# START OF DOCUMENT EXTRACT

Main Street Capital (MAIN): Strong Quarter But Overpriced

The following information was previously provided to subscribers of BDC Buzz Premium Reports along with:

  • MAIN target prices, buying points, and suggested limit orders (used during market volatility).
  • MAIN risk profile, potential credit issues, changes in NAV, and overall rankings. Please see BDC Risk Profiles for additional details.
  • MAIN dividend coverage projections (base, best, worst-case scenarios). Please see BDC Dividend Coverage Levels for additional details.


MAIN Quick Quarterly Update (December 31, 2023)

  • Earnings: Reported between its base and best-case projections covering its regular dividends by 151% with continued strong dividend income (mostly from its LMM portfolio) and lower-than-expected interest expense (due to lower borrowings on its credit facility, lower portfolio growth, and equity issuances). Recurring interest income has increased by around 17% over the last four quarters.Core NII per share was $1.07 and distributable net investment income (“DNII”) was $1.12 per share, easily covering its Q4 2023 regular and supplemental dividends of $0.98 per share.
  • Dividends: Announced a supplemental dividend of $0.30 per share for Q1 2024 (at the high end of my previous estimates) and reaffirmed its regular monthly dividends of $0.24 per share for April, May, and June 2024 for $0.72 per share for Q2 2024.
  • Credit Quality: Non-accruals decreased from 1.0% to 0.6% of the investment portfolio at fair value and from 3.1% to 2.3% at cost. The company has not released the updated 10-K with the detail needed to assess changes in the portfolio risk profile (including its watch list investments) which will be discussed in the updated projections.
  • NAV Per Share: Increased by 3.1% (from $28.33 to $29.20) due to overearning the dividends, accretive share issuances, and net unrealized appreciation which will be discussed after going through the updated 10-K SEC filing.
  • Pricing & Recommendations: No change. I will reassess after updating the financial projections assessing portfolio credit quality taking into account management guidance on the earnings call, including dividend potential.
  • This information will be discussed in the updated MAIN Deep Dive Projection report.


MAIN remains a ‘Level 1’ dividend coverage BDC, implying the potential for additional dividend increases and/or supplemental dividends, mostly due to continued improvement in net interest margins as well as NAV per share increases and realized gains. As mentioned in previous reports, I am expecting additional dividend increases over the coming quarters due to:

  • Continued dividend income from portfolio companies.
  • Previous increases in portfolio yield.
  • Portfolio growth (increased interest income).
  • Higher returns from its asset management business (MSC Income Fund).

MAIN reaffirmed its regular monthly cash dividends of $0.24 per share for April, May, and June 2024 for $0.72 per share for Q2 2024. Also, the company announced a supplemental dividend of $0.30 per share for Q1 2024 which was at the high end of my previous estimates (between $0.25 and $0.30 per share). I was expecting only $0.60 per share of supplemental dividends in the base-case projections and $1.00 in the best-case projections for 2024. However, I was also expecting a dividend increase for Q2 2024 (base and best cases) but the company is likely taking a conservative approach to regular dividend increases, similar to other BDCs.

# END OF DOCUMENT EXTRACT
# START OF DATASET EXCERPTS

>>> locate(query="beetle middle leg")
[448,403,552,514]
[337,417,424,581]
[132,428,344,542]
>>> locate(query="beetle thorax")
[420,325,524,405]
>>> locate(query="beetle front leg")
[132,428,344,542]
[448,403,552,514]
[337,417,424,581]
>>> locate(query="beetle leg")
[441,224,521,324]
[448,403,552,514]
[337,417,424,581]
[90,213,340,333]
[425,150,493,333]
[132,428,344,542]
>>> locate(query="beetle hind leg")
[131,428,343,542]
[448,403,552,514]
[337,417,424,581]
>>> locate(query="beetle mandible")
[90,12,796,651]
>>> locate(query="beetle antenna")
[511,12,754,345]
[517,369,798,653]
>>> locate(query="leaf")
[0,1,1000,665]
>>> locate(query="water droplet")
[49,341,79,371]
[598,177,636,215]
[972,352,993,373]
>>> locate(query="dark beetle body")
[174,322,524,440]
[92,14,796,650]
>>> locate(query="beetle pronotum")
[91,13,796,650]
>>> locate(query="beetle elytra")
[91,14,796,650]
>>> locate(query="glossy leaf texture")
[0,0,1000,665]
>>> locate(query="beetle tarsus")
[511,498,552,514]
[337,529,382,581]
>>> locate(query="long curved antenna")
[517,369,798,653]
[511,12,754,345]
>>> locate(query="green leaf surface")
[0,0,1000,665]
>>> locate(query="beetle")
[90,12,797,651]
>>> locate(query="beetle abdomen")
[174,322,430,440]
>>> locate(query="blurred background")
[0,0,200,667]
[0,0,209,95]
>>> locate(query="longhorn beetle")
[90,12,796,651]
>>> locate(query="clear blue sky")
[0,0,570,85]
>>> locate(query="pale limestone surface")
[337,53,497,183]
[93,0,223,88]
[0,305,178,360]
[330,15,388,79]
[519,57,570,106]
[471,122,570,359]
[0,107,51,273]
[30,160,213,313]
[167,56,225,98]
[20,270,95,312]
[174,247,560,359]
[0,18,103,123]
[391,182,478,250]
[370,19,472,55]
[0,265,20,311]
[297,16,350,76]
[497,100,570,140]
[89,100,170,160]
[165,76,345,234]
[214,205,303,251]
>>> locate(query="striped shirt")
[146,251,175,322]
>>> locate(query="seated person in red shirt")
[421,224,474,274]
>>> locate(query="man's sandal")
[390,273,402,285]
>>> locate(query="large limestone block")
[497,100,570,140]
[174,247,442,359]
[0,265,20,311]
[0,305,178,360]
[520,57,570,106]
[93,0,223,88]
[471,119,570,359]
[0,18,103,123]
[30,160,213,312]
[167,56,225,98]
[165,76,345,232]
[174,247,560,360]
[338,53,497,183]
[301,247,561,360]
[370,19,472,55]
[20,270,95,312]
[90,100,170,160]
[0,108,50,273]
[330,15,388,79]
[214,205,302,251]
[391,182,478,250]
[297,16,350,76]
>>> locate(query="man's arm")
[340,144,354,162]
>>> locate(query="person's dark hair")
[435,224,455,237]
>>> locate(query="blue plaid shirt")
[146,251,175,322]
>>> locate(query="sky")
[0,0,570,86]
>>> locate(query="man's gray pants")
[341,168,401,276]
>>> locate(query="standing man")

# END OF DATASET EXCERPTS

- [YOUR TASKS]
1. In the Main Street Capital report, how much did the Q1 2024 supplemental dividend come to per share?
2. Rewrite the records as a numbered list, from the start of the records through the line containing "[92,14,796,650]", including both ends and leaving out blank lines.

- [SOLUTIONS FOR EACH TASK]
1. $0.30 per share.

2.
1. >>> locate(query="beetle middle leg")
2. [448,403,552,514]
3. [337,417,424,581]
4. [132,428,344,542]
5. >>> locate(query="beetle thorax")
6. [420,325,524,405]
7. >>> locate(query="beetle front leg")
8. [132,428,344,542]
9. [448,403,552,514]
10. [337,417,424,581]
11. >>> locate(query="beetle leg")
12. [441,224,521,324]
13. [448,403,552,514]
14. [337,417,424,581]
15. [90,213,340,333]
16. [425,150,493,333]
17. [132,428,344,542]
18. >>> locate(query="beetle hind leg")
19. [131,428,343,542]
20. [448,403,552,514]
21. [337,417,424,581]
22. >>> locate(query="beetle mandible")
23. [90,12,796,651]
24. >>> locate(query="beetle antenna")
25. [511,12,754,345]
26. [517,369,798,653]
27. >>> locate(query="leaf")
28. [0,1,1000,665]
29. >>> locate(query="water droplet")
30. [49,341,79,371]
31. [598,177,636,215]
32. [972,352,993,373]
33. >>> locate(query="dark beetle body")
34. [174,322,524,440]
35. [92,14,796,650]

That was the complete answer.